→ **THE TASK**: Quote the coding-exercise page below word for word, beginning at the words "Cluster computing" and stopping after the words "from that element.".
-- start of DOCUMENT --
Cluster computing

Sunday, July 1, 2018

#codingexercise
Problem: Find the minimum number of steps to reach the end where each element represents the max number of steps that can be made forward from that element.
Solution:
int GetMinJumps(List<int> A, int start, int end)
{
int min = Integer.MaxValue;

if (start==end) return 0;
if (A[start] == 0) return min;

// the next pick is to the right with the min cost
for (int i = start+1; i<= end; i++)
{
if (i > start + A[start]) continue;
int jumps = GetMinJumps(A, i, end);
if (jumps != Integer.MaxValue && jumps + 1 < min) {
min = jumps + 1;
}

return min;
}

Saturday, June 30, 2018

#codingexercise

Problem: Given two container measurements of a and b used to distribute a commodity with a total quantity of d to n customers , determine the maximum number of customers who can be satisfied with their individual requirements of a and b

Solution: use a greedy strategy to take the increasing order aggregated demands of a and b together for each person which helps us maximize the customer count

List<int> GetSatisfiedCustomers(List<Tuple<int,int>> demands, int d)

{

assert(demands != null);

assert(demands.Count() > 0);

assert (d > 0);

Converter<Tuple<int,int>, Tuple<int,int>> converter =

(item,index) => {

return new Tuple<int, int> ( item.first*a+item.second*b, index );

};

var aggregated = demands.ConvertAll<Tuple<int,int>>(converter).ToList();

aggregated.sort(); // by aggregated demand

var customers = new List<int>();

aggregated.ForEach( demandByPerson => {

if (demandByPerson.First > d) {

d -= demandByPerson.First;

customers.Add(demandByPerson.Second);

}

});

return customers;

}

The above method merely tries to represent the individual demand of the users in unit measurements and then sort them in the increasing order. With the help of the increasing numbers for the demands, we are now able to include as many customers as we can.
-- end of DOCUMENT --
-- start of DATA PROVIDED --
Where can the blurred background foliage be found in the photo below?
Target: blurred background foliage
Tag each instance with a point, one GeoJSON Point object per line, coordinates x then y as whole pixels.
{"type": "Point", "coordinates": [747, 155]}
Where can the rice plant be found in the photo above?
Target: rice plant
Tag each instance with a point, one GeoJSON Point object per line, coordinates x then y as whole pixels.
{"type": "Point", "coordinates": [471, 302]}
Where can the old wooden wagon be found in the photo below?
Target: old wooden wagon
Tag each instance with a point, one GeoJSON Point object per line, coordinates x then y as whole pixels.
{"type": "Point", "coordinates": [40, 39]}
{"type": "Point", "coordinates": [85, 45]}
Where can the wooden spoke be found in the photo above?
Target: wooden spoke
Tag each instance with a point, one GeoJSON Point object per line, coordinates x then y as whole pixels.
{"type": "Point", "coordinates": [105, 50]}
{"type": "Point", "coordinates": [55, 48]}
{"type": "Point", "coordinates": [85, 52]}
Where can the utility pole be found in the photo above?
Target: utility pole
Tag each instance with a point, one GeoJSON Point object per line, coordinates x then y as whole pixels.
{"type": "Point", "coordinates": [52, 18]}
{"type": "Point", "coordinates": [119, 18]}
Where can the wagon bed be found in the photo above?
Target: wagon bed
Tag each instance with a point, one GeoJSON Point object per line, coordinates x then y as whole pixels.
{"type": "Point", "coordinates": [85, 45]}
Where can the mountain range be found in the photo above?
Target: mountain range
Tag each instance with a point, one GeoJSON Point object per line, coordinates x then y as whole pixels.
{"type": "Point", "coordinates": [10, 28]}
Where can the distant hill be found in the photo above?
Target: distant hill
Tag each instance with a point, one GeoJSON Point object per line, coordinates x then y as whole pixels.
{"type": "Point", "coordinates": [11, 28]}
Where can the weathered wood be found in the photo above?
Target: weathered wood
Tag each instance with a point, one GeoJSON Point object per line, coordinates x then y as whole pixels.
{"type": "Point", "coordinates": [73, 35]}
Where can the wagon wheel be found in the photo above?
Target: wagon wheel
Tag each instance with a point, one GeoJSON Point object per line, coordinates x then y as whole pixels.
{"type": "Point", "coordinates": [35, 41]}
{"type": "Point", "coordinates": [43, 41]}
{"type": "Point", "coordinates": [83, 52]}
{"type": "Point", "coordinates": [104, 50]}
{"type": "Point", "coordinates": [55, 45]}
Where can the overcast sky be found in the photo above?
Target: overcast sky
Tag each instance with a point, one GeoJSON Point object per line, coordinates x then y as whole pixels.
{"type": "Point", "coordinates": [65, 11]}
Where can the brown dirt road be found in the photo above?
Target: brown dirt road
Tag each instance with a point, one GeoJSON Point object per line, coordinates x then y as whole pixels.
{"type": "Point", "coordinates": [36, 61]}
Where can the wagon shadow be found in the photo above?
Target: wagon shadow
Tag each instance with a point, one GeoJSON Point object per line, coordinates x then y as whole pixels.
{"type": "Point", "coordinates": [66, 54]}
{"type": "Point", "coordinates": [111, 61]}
-- end of DATA PROVIDED --
→ **RESULT BELOW**:
Cluster computing

Sunday, July 1, 2018

#codingexercise
Problem: Find the minimum number of steps to reach the end where each element represents the max number of steps that can be made forward from that element.